▸ Tasks for this exercise:
(a) Answer these from the review of Woyzeck:
(i) Who directed this production of the play?
(ii) In what year was the play written?
(iii) With whom does Woyzeck's wife carry on an affair?
(b) Carry on writing the review of the play Woyzeck, starting right after its last sentence.

▸ Text under study:

=-=-=-=-=

`Woyzeck' Serves Up Existential Concerns

WOYZECK. Drama by Georg Buchner. Directed by JoAnne Akalaitis. Presented by the New York Shakespeare Festival. At the Joseph Papp Public/Newman Theater indefinitely.

`WOYZECK," written in 1837 by German playwright Georg Buchner, is at once a sensationalistic melodrama and a work of sharp-eyed social criticism. Its title character, an ordinary soldier, is a miserable and unstable man whose desperation leads him to commit a violent murder. Yet it's clear that his interior demons have exterior causes in the people and institutions around him.

His wife humiliates him, carrying on a poorly concealed affair with a handsome drum major. The military dehumanizes him, showing no respect for his dignity. The local doctor exploits him, paying him a pittance to subsist on an inadequate diet. Buchner's play is keenly aware that none of these situations necessary or inevitable, and that the pressures on Woyzeck are brought on by institutions supposed to make life better, not worse. Woyzeck's dilemmas are symptomatic of larger problems in the social struc ture, and in the human attitudes that shape this structure.

=-=-=-=-=

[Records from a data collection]

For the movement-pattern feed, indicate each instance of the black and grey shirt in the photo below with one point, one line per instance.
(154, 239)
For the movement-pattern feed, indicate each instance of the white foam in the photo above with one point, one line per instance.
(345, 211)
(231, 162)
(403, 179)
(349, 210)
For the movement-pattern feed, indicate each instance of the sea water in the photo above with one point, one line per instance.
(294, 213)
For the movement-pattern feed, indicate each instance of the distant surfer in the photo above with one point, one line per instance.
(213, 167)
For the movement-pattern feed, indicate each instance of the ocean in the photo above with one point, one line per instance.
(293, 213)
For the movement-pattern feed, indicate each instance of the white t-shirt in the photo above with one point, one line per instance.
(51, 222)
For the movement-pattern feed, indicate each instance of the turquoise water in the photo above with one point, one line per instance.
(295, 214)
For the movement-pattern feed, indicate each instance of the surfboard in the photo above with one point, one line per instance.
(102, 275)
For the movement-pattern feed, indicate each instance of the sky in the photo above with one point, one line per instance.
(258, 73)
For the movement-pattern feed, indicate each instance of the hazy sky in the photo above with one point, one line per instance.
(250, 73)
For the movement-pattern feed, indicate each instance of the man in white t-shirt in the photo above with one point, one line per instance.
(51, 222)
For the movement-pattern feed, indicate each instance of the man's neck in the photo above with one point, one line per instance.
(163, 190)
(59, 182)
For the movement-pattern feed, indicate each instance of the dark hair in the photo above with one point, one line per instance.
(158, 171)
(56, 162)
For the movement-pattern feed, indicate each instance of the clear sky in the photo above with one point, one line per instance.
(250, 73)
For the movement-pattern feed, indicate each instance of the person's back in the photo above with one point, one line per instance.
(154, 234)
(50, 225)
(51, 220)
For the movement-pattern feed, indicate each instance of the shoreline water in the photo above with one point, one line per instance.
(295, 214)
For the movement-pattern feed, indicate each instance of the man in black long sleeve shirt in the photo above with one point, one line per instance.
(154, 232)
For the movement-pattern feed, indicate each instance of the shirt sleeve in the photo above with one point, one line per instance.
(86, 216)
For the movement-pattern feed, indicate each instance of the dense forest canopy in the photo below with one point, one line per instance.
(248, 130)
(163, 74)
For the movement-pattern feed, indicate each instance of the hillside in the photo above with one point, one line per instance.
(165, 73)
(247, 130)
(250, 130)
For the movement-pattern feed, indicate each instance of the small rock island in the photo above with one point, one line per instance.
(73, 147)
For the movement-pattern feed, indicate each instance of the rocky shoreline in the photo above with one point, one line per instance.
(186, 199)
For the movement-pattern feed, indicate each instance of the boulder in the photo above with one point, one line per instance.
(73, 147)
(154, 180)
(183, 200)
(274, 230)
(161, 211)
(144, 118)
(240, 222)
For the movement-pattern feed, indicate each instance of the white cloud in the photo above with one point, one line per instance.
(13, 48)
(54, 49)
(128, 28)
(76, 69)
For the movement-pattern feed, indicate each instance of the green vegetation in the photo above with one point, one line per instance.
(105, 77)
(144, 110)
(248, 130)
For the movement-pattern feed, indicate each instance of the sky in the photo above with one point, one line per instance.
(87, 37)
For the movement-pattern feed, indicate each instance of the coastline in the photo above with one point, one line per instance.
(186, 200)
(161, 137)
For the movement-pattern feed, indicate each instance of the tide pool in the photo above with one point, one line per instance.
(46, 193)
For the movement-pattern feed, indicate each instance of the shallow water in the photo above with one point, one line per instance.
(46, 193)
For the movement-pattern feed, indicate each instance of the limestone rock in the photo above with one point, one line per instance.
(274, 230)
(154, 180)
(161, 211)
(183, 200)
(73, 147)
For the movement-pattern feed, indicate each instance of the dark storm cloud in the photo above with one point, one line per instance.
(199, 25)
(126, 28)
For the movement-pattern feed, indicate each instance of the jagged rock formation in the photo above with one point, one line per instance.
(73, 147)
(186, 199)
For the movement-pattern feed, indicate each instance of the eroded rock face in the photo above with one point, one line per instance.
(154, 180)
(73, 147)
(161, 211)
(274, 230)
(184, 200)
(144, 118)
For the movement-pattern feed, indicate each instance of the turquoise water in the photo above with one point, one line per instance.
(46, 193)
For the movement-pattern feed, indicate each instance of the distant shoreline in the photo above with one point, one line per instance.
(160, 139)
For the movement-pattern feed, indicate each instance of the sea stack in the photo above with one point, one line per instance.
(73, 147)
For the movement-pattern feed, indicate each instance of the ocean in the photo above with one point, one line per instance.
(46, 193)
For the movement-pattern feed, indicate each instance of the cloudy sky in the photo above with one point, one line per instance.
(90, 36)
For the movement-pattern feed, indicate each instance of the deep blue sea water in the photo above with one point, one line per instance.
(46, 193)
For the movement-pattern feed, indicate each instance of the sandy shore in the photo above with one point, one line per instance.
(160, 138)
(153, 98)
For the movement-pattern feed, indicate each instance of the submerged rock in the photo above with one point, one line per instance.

=-=-=-=-=

▸ Exercise results:
(a)
(i) JoAnne Akalaitis
(ii) 1837
(iii) A handsome drum major

(b)
With its mix of social concern and personal drama, "Woyzeck" is an astringent and potentially didactic play whose author wanted to communicate ideas as well as move the audience emotionally. The play's aims are complicated, however, by the fact that Buchner died at age 23, leaving the play unfinished.

"Woyzeck" exists as a group of fragments that must be placed in some kind of order by anyone wishing to stage a production of it; they add up not to a conventional drama but a sort of hard-edged collage with a disjointed quality that mirrors the increasingly fractured nature of Woyzeck's mind. The challenge is to balance the logic of its narrative with the power of its messages, allowing both to be felt but neither to predominate.

The new production by JoAnne Akalaitis, artistic director of the New York Shakespeare Festival, does this impressively. Emphasizing the folklike elements that are a key part of Buchner's conception, it begins with a group of characters singing a hymn to pain that captures the anguish of Woyzeck's social situation.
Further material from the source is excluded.